TEXT PROVIDED:

===============

What began as separation tragically devolved into open hostility. And one name above all marks the turning point when Christianity moved from a position of vulnerability to one of power, and began directing that power against the Jewish people. That name, of course, is Constantine.

Constantine the Great (r. 306–337 CE): When Theology Gained Power

The trajectory of replacement theology took a decisive turn in the fourth century when Christianity’s status changed dramatically. Constantine’s conversion in 312 CE was a watershed moment. With the Edict of Milan legalizing Christianity, and with Constantine convening the Council of Nicaea, the church gained unprecedented influence, influence it would very soon wield against Judaism.

For three centuries Christians had existed as a persecuted minority. Their anti-Jewish rhetoric, harmful as it was, still came from a socially vulnerable position. But now, under Constantine in the early 300s, and by the end of the century as Christianity became the empire’s official religion, everything changed. Now Christianity had political power. It had legal authority. It had imperial backing. And the dynamic was completely reversed. Christians had power and used that power at a vulnerable Jewish minority.

Separation Becomes Policy

There are many examples of this shift. The Council of Nicaea in 325 was convened by Constantine to bring unity to a divided Christian movement, most famously over the Arian controversy. But it also addressed another issue that had been debated for some time: when to celebrate the resurrection of Jesus.

Some believers, especially in Asia Minor, observed it in connection with Passover, on the 14th of Nisan, following the biblical calendar. Others insisted it should always be celebrated on a Sunday, independent of the Jewish calendar. This was not a minor disagreement. It raised a deeper question: should Christian practice remain tied in any way to Jewish time, Jewish tradition, and Jewish identity? The council ultimately ruled that the celebration should be separated from Passover and fixed independently of the Jewish calendar.

While the formal canons of Nicaea do not preserve a direct anti-Jewish statement, Constantine’s own letter explaining the decision makes the motivation unmistakably clear. He wrote to the churches:

“It appeared an unworthy thing that in the celebration of this most holy feast we should follow the practice of the Jews… We ought not therefore to have anything in common with the Jews, for the Savior has shown us another way… let us then have nothing in common with the detestable Jewish crowd.”

In another portion of the same letter, he describes Jewish practice as “blindness of soul” and argues that Christians should be completely independent of what he viewed as a corrupted tradition.

===============

INFORMATION SHOWN:
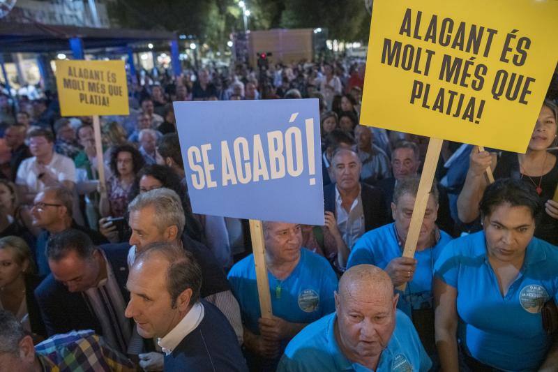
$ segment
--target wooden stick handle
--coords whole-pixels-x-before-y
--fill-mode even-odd
[[[250,220],[250,234],[252,236],[254,264],[256,267],[259,309],[262,312],[262,318],[269,319],[271,318],[273,313],[271,312],[271,297],[269,294],[269,281],[267,279],[267,267],[266,267],[264,228],[261,221]]]
[[[100,121],[99,115],[93,115],[93,130],[95,133],[95,149],[97,152],[97,171],[99,183],[105,187],[105,160],[103,158],[103,142],[100,137]]]
[[[434,181],[434,174],[438,165],[438,159],[440,157],[440,151],[444,140],[439,138],[430,138],[428,142],[428,149],[426,150],[426,158],[424,161],[424,168],[421,175],[421,182],[418,184],[418,191],[414,200],[413,215],[411,216],[411,224],[405,239],[405,247],[403,250],[403,257],[413,257],[416,250],[416,243],[418,241],[418,235],[421,234],[421,227],[424,219],[424,213],[428,198],[430,196],[432,184]],[[404,291],[407,284],[400,285],[398,289]]]
[[[484,151],[483,146],[478,146],[478,152]],[[492,174],[492,170],[490,168],[490,167],[486,168],[486,173],[485,173],[485,175],[486,176],[486,179],[488,181],[489,184],[494,184],[494,174]]]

===============

PROBLEM STATEMENT: List every year written as a number in the passage on Constantine, and give the event the passage links to each.

WORKED SOLUTION:
- 306 CE: the start of Constantine's reign
- 337 CE: the end of Constantine's reign
- 312 CE: Constantine's conversion
- 325: the Council of Nicaea, convened by Constantine